▸ **GIVEN INFORMATION**
##########

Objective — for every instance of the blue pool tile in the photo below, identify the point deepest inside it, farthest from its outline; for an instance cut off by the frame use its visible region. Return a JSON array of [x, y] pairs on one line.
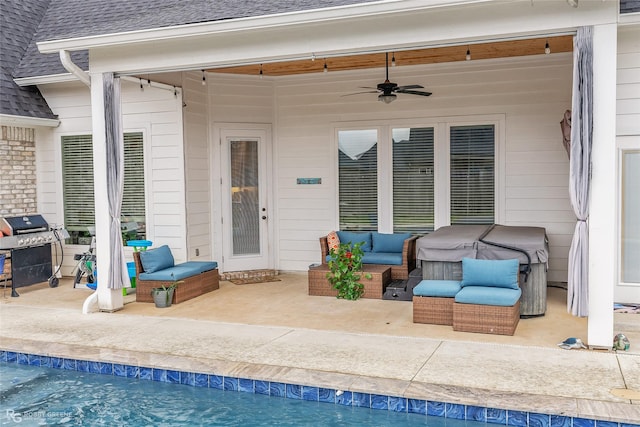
[[560, 421], [200, 380], [362, 400], [262, 387], [497, 416], [417, 406], [230, 384], [539, 420], [454, 411], [216, 381], [23, 359], [399, 404], [310, 393], [435, 408], [277, 389], [326, 395], [379, 402], [69, 364], [56, 362], [476, 413], [188, 378], [246, 385], [293, 391], [82, 366], [173, 377], [145, 373], [344, 398], [133, 371], [119, 370], [517, 418], [583, 422]]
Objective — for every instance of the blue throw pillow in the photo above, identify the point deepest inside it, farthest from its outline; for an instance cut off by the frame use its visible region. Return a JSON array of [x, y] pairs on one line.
[[388, 242], [353, 237], [490, 272], [156, 259]]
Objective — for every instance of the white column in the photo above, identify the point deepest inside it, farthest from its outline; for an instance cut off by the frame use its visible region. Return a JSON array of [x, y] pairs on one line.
[[602, 209], [108, 299]]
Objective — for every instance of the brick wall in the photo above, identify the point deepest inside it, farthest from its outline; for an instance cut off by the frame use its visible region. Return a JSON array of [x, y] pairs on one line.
[[17, 171]]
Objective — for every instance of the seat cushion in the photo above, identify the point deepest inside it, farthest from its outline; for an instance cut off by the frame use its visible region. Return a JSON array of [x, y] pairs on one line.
[[490, 272], [437, 288], [156, 259], [382, 258], [388, 242], [354, 237], [486, 295]]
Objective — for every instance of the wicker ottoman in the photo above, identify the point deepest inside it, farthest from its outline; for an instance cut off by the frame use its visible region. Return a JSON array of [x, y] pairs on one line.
[[433, 301]]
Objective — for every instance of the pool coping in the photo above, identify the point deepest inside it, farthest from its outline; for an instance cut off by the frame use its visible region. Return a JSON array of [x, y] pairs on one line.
[[448, 401]]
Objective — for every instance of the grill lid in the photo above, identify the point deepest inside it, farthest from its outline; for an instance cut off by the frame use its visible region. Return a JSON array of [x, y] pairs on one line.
[[23, 224]]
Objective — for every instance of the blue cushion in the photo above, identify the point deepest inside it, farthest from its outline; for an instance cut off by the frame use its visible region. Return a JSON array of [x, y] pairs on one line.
[[437, 288], [156, 259], [490, 272], [388, 242], [486, 295], [382, 258], [356, 237]]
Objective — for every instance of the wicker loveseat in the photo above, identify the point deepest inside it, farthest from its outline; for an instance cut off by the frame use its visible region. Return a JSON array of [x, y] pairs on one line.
[[397, 251], [195, 277]]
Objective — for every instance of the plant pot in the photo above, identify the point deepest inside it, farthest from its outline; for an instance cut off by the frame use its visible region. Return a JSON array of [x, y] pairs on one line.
[[162, 298]]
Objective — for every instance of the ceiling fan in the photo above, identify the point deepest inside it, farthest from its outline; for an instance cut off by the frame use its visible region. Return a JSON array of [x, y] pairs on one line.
[[388, 90]]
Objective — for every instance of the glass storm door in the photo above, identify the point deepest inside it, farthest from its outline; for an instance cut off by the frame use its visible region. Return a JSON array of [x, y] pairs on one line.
[[244, 201]]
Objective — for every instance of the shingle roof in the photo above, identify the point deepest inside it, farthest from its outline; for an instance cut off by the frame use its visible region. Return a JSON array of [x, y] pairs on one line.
[[80, 18], [18, 22]]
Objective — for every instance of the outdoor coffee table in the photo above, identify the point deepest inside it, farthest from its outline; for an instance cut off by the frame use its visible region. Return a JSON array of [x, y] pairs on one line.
[[373, 288]]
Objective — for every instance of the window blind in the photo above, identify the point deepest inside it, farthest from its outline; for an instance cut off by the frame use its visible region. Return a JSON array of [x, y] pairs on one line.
[[413, 180], [358, 179], [472, 182]]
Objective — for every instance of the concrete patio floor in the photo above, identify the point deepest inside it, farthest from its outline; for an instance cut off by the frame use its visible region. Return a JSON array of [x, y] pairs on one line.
[[274, 331]]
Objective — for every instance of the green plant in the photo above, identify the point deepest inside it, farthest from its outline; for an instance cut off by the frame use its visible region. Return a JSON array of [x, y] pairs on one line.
[[345, 265]]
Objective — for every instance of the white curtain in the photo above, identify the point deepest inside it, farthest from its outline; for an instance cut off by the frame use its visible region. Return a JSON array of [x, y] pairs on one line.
[[115, 178], [580, 170]]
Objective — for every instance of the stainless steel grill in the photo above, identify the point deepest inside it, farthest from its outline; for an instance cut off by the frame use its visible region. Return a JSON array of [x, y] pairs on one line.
[[28, 240]]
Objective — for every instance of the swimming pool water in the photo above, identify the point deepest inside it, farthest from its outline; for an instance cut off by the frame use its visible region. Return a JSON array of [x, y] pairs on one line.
[[32, 395]]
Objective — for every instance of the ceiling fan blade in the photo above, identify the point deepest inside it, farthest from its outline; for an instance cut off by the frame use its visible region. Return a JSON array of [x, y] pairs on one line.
[[410, 87], [414, 92]]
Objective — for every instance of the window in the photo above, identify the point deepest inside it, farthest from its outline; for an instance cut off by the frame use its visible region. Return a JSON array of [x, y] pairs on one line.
[[472, 179], [630, 213], [78, 199], [413, 180], [358, 179]]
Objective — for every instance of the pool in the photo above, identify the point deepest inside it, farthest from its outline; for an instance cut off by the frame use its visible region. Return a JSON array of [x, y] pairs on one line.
[[35, 395]]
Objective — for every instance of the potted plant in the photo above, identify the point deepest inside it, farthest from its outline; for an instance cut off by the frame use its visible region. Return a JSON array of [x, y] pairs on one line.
[[163, 296], [345, 265]]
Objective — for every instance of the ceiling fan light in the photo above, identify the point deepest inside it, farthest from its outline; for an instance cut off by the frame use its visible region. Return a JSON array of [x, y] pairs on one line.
[[387, 99]]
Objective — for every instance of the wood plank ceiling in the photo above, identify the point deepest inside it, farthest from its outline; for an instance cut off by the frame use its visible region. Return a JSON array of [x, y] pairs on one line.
[[501, 49]]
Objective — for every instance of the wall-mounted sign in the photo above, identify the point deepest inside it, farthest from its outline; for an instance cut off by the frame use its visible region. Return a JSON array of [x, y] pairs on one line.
[[309, 180]]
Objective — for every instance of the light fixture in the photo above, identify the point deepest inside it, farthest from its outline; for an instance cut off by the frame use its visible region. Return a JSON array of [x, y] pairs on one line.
[[387, 98]]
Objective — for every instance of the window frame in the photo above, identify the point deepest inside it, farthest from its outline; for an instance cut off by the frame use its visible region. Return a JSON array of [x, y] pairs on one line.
[[442, 170]]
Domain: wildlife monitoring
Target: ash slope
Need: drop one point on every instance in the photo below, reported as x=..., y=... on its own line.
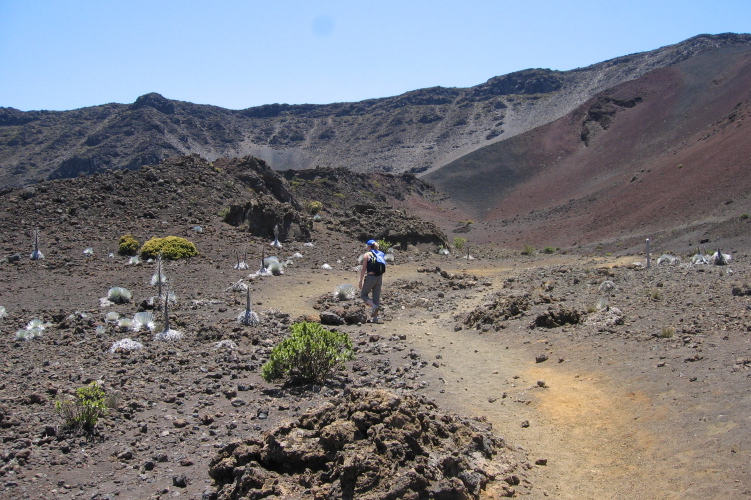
x=665, y=156
x=416, y=131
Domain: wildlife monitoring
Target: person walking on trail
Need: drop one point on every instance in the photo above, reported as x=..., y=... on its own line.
x=371, y=278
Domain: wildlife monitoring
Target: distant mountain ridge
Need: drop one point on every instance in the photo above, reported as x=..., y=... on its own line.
x=418, y=131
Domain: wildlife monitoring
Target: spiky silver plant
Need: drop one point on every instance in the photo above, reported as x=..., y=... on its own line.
x=248, y=317
x=143, y=319
x=159, y=279
x=167, y=334
x=126, y=345
x=276, y=268
x=36, y=254
x=242, y=264
x=276, y=243
x=34, y=329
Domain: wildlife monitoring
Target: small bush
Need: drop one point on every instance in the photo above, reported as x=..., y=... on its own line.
x=119, y=295
x=128, y=245
x=310, y=353
x=667, y=332
x=384, y=244
x=83, y=411
x=171, y=247
x=313, y=207
x=345, y=292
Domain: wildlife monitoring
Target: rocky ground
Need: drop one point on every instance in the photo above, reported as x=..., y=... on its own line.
x=560, y=376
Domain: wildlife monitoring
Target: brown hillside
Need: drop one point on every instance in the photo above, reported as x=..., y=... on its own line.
x=666, y=152
x=416, y=132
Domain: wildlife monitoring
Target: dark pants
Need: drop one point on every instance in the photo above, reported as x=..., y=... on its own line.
x=372, y=284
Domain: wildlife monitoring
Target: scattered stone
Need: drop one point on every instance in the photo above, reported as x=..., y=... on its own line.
x=180, y=481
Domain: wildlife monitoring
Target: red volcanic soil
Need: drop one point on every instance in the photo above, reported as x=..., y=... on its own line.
x=665, y=156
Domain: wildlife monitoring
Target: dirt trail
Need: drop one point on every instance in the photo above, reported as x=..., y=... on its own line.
x=584, y=423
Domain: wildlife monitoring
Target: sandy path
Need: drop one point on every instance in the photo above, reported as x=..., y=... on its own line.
x=600, y=436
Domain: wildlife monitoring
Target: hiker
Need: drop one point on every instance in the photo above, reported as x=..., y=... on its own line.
x=371, y=278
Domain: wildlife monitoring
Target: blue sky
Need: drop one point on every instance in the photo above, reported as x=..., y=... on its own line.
x=67, y=54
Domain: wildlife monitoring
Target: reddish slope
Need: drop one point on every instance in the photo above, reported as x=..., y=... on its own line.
x=661, y=153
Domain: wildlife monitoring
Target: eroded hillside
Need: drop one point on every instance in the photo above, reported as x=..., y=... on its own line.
x=417, y=131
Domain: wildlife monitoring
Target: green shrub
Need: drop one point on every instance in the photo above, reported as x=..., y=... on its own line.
x=667, y=332
x=171, y=247
x=310, y=353
x=119, y=295
x=384, y=244
x=83, y=411
x=128, y=245
x=313, y=207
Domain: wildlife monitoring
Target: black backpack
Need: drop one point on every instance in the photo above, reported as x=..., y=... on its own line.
x=376, y=263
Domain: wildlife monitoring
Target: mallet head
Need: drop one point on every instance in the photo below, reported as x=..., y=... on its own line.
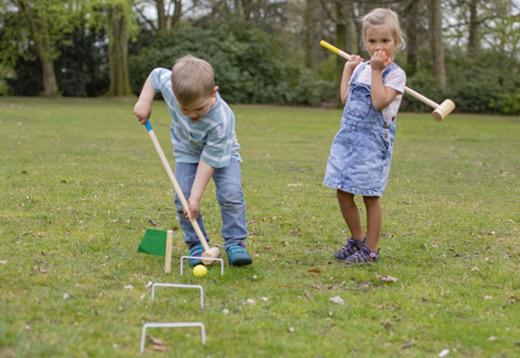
x=443, y=110
x=212, y=253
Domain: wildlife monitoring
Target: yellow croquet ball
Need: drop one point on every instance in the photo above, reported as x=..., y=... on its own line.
x=200, y=271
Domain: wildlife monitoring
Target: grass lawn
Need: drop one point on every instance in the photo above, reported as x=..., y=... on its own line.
x=80, y=182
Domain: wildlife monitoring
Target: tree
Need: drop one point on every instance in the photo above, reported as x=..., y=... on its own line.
x=118, y=19
x=168, y=13
x=437, y=43
x=44, y=22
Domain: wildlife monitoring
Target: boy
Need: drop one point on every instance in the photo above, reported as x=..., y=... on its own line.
x=203, y=135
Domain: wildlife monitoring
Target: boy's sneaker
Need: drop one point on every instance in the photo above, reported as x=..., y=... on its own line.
x=196, y=250
x=348, y=249
x=238, y=255
x=363, y=256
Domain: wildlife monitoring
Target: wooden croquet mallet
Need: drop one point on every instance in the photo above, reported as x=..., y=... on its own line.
x=212, y=252
x=168, y=252
x=440, y=110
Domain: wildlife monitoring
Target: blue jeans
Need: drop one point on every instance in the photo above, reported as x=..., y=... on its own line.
x=229, y=196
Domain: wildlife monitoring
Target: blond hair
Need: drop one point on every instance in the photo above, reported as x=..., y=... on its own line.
x=381, y=16
x=192, y=78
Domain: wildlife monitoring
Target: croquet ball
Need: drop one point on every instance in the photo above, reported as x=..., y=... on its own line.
x=200, y=271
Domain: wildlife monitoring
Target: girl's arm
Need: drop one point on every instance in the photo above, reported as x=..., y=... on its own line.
x=143, y=107
x=348, y=69
x=381, y=96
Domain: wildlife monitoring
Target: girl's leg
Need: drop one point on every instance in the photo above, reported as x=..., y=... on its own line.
x=350, y=213
x=374, y=220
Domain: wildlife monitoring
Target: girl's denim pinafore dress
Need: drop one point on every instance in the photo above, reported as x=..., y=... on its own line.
x=359, y=161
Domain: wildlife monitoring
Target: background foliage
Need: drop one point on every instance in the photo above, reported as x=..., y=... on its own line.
x=263, y=51
x=250, y=66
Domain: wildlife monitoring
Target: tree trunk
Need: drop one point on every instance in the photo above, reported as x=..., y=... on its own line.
x=311, y=30
x=341, y=40
x=39, y=30
x=161, y=16
x=437, y=45
x=177, y=13
x=118, y=51
x=473, y=41
x=412, y=43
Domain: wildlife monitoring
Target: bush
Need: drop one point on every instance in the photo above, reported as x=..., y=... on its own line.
x=250, y=65
x=484, y=83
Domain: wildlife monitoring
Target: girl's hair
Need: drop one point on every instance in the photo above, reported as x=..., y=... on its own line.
x=381, y=16
x=192, y=78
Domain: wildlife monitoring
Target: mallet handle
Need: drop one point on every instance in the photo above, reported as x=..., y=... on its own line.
x=408, y=90
x=175, y=184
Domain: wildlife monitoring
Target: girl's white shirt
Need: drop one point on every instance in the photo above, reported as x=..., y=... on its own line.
x=395, y=79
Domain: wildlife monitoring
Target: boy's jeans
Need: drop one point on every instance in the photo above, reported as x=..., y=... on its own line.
x=229, y=195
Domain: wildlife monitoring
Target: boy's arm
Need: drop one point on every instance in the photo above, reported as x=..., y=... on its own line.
x=143, y=107
x=204, y=173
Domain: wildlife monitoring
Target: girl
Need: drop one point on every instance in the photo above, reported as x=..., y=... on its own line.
x=361, y=152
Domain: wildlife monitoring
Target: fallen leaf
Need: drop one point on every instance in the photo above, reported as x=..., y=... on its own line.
x=314, y=270
x=388, y=279
x=364, y=285
x=337, y=300
x=407, y=344
x=444, y=353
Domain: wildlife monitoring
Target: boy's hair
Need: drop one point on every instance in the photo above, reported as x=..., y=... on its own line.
x=192, y=78
x=381, y=16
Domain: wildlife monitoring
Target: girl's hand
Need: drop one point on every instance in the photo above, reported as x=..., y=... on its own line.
x=194, y=209
x=379, y=60
x=353, y=62
x=142, y=111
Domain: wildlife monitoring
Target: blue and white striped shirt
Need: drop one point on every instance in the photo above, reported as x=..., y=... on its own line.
x=211, y=138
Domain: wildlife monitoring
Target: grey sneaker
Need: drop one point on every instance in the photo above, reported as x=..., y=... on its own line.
x=348, y=249
x=363, y=256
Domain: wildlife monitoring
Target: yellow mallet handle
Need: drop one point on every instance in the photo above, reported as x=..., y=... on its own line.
x=334, y=49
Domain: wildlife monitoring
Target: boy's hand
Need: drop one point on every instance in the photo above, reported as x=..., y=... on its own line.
x=194, y=209
x=353, y=62
x=142, y=111
x=379, y=60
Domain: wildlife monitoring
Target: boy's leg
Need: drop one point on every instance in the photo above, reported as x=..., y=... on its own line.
x=185, y=175
x=231, y=199
x=374, y=220
x=233, y=209
x=350, y=213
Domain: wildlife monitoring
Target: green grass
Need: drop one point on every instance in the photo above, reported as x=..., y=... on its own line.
x=80, y=181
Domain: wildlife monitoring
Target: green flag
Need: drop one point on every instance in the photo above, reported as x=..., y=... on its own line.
x=153, y=242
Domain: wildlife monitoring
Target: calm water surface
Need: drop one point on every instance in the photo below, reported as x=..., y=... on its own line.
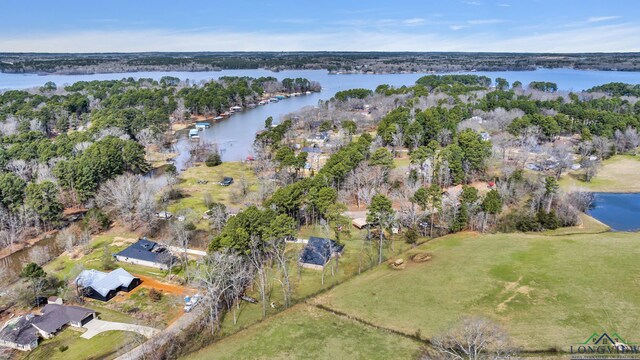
x=235, y=136
x=620, y=211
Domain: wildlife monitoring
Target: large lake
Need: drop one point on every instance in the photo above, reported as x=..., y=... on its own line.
x=235, y=135
x=621, y=212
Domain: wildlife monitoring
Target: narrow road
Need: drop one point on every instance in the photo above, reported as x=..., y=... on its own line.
x=96, y=326
x=164, y=336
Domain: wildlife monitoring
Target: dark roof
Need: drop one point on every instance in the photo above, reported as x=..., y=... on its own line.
x=147, y=251
x=20, y=332
x=54, y=316
x=103, y=282
x=319, y=250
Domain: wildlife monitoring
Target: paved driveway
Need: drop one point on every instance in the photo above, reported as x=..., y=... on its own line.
x=96, y=326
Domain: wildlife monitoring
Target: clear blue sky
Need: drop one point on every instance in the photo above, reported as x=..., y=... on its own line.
x=371, y=25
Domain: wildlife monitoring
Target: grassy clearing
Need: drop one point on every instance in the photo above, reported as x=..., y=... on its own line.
x=617, y=174
x=193, y=204
x=134, y=307
x=305, y=332
x=102, y=346
x=67, y=268
x=548, y=291
x=358, y=255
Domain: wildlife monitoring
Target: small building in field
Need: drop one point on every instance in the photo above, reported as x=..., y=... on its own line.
x=54, y=317
x=20, y=334
x=164, y=215
x=318, y=252
x=104, y=286
x=312, y=150
x=54, y=300
x=147, y=253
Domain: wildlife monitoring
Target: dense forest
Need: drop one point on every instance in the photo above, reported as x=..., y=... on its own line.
x=59, y=146
x=480, y=157
x=336, y=62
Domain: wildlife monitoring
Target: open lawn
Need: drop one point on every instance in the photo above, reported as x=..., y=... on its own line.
x=305, y=332
x=193, y=204
x=135, y=306
x=358, y=255
x=102, y=346
x=548, y=291
x=617, y=174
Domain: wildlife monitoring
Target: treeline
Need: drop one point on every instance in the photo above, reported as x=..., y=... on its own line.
x=347, y=62
x=58, y=146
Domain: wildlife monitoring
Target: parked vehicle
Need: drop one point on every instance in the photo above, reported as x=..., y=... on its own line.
x=226, y=181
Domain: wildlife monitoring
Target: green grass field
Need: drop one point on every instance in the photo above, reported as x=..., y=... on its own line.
x=358, y=255
x=617, y=174
x=305, y=332
x=193, y=203
x=548, y=291
x=102, y=346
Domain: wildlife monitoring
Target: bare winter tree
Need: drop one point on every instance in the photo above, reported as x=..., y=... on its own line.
x=473, y=339
x=259, y=258
x=281, y=256
x=181, y=237
x=632, y=139
x=130, y=197
x=602, y=146
x=216, y=278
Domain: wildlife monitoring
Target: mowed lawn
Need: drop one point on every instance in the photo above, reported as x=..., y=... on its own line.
x=193, y=202
x=617, y=174
x=548, y=291
x=107, y=345
x=305, y=332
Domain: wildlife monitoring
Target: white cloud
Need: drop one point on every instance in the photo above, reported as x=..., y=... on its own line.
x=602, y=18
x=622, y=37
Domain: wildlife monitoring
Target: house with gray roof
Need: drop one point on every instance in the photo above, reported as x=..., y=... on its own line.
x=318, y=252
x=19, y=334
x=54, y=317
x=147, y=253
x=104, y=286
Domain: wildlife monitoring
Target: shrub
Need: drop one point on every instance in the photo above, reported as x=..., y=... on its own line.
x=213, y=159
x=95, y=220
x=411, y=236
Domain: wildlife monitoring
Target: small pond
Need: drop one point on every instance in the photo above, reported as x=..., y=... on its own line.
x=619, y=211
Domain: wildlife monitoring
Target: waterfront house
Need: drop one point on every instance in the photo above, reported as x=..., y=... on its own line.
x=318, y=252
x=104, y=286
x=147, y=253
x=202, y=125
x=54, y=317
x=20, y=334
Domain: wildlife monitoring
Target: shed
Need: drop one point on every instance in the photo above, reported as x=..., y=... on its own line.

##########

▸ **TRY IT**
Each line between the one holding "Target: black backpack" and the one holding "Target: girl's leg", inclusive, should be copied exactly as it appears above, and pictures should be omitted.

▸ **WRITTEN SOLUTION**
Target: black backpack
Need: drop one point on every instance in the photo above, reported as x=..., y=... on its own line.
x=376, y=263
Domain: wildlife monitoring
Target: mallet head
Need: drop one point on every instance in the photo below, reported as x=..., y=... on its own line.
x=443, y=110
x=212, y=253
Domain: wildlife monitoring
Target: yellow croquet ball
Need: drop one point on every instance in the photo above, reported as x=..., y=... on its own line.
x=200, y=271
Domain: wildlife monitoring
Target: grass lawn
Need: drop one point on every instance in the photo above, reported as x=..., y=... on its own line.
x=80, y=182
Domain: wildlife monitoring
Target: tree
Need: drop one point on every instance in the photo above, reported as x=..., y=... on its own line.
x=118, y=19
x=168, y=13
x=437, y=43
x=44, y=22
Domain: wildlife monitoring
Target: boy
Need: drop one point on every instance in the photo above, reported as x=..., y=... on its own line.
x=203, y=135
Domain: wildlife monitoring
Target: boy's sneaker
Need: drop one point on every instance in the photo above, reported as x=..., y=... on its own line.
x=196, y=250
x=348, y=249
x=238, y=255
x=363, y=256
Domain: wildlife monitoring
Target: wooden croquet mallet
Need: drop one point on every instance in the photo above, reported as x=..., y=... on its own line.
x=212, y=252
x=168, y=252
x=440, y=110
Domain: wildlife monitoring
Target: blue jeans
Need: drop one point on every instance in the photo above, reported as x=..., y=... on its own line.
x=229, y=196
Domain: wildlife monitoring
Target: blond hair
Need: drop one point on every instance in the photo above, reported as x=..., y=... on its own line.
x=381, y=16
x=192, y=78
Domain: wildlife monitoring
Target: croquet ball
Need: drop one point on every instance in the photo above, reported as x=..., y=... on its own line.
x=200, y=271
Domain: wildlife monitoring
Target: girl's arm
Need: drop one point on every instance in the photo above, reported as x=..., y=... on its own line.
x=143, y=107
x=348, y=69
x=381, y=96
Domain: wildlife monitoring
Target: girl's leg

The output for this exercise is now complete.